Written exercise – Reproduce the records below, changing every "Expected output" to "Target output" and leaving the rest untouched.

Input rows –
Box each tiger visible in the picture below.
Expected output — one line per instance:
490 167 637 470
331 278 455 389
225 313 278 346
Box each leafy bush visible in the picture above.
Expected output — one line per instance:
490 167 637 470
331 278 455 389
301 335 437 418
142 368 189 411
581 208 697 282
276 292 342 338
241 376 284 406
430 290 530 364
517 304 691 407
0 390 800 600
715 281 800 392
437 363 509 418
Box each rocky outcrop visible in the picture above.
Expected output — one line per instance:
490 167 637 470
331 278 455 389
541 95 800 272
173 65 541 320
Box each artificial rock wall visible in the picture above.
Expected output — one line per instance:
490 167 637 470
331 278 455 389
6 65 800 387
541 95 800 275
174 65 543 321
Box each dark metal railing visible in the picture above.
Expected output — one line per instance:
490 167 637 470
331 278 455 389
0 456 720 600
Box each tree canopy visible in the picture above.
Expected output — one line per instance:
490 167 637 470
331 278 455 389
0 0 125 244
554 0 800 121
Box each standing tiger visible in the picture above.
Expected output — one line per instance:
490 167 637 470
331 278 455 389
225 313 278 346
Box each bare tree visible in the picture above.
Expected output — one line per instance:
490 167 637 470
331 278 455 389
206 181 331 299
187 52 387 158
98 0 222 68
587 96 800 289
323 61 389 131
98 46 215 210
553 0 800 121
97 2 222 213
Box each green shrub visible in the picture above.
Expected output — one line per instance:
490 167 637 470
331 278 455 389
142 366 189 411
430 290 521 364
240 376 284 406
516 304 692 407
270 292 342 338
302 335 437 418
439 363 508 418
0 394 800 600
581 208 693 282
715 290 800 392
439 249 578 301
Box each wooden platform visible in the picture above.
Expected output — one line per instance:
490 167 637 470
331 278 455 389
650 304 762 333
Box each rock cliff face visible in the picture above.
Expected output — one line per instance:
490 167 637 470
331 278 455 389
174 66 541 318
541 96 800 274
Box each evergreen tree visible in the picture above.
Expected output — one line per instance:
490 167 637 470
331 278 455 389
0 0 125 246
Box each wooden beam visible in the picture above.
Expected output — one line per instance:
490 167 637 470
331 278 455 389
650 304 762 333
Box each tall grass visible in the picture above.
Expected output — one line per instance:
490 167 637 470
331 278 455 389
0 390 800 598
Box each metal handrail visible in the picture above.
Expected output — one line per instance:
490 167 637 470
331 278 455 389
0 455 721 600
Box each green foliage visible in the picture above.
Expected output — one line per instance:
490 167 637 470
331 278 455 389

Solved problem –
Box each tiger visible in the picture below.
Target output — one line per instance:
490 167 637 470
331 278 455 389
225 313 278 346
Box each leafy bush visible in the picture above.
Target output — one line per instance:
490 167 637 470
331 278 455 389
301 335 437 418
142 368 189 411
581 208 697 282
276 292 342 338
241 376 284 406
430 290 530 364
517 304 691 407
0 390 800 600
715 281 800 392
437 363 509 418
Box each rocky outcrop visible in the picture above.
Target output — one line per instance:
490 167 637 470
331 278 455 389
541 95 800 272
173 65 541 320
Box each artificial rock wall visible in the picture above.
Target output — one line per instance:
490 167 637 470
331 278 455 389
6 65 800 387
541 95 800 275
174 65 543 321
Box each dark metal railing visible in the picture above.
Target output — one line per instance:
490 167 637 470
331 278 455 389
0 456 720 600
Box each tree canopy visible in the picture above.
Target output — one line per instance:
490 167 637 470
331 278 455 389
0 0 125 244
554 0 800 121
Box each standing tiger visible in the picture above.
Target output — one line per instance:
490 167 637 470
331 278 455 389
225 313 278 346
Box each bare tree visible in the picture above.
Target output — one line per instance:
490 167 637 470
331 278 455 389
206 181 331 299
187 52 387 158
98 0 222 68
587 96 800 289
323 61 389 131
98 46 215 210
553 0 800 121
97 2 222 213
Box each green shrub visible in the picture above.
Target output — one line per instance:
490 167 637 470
331 278 455 389
142 366 189 411
430 290 521 364
240 376 284 406
516 304 692 407
270 292 342 338
302 335 437 418
439 363 508 418
0 394 800 600
581 208 693 282
715 290 800 392
439 249 578 301
Box each wooden platform visible in the picture above.
Target output — one line per instance:
490 167 637 470
331 278 455 389
650 304 762 333
Box each rock cliff face visible in the picture above.
Target output — one line per instance:
490 167 637 470
331 278 455 389
174 66 541 318
541 96 800 274
Box each evergreen tree visible in the picture above.
Target output — one line per instance:
490 167 637 470
331 278 455 389
0 0 125 246
Box each wooden beam visible in the picture above.
Target output — one line per instance:
490 167 637 470
331 278 455 389
650 304 762 333
Box each tall grass visible in the picture above.
Target output — one line per instance:
490 167 637 470
331 278 455 389
0 390 800 598
Box each metal handrail visible in the picture above.
Target output — one line per instance:
490 167 637 470
331 278 455 389
0 455 721 600
Box each green foliage visible in the picture above.
Target output — one line per instance:
490 167 637 470
331 278 455 389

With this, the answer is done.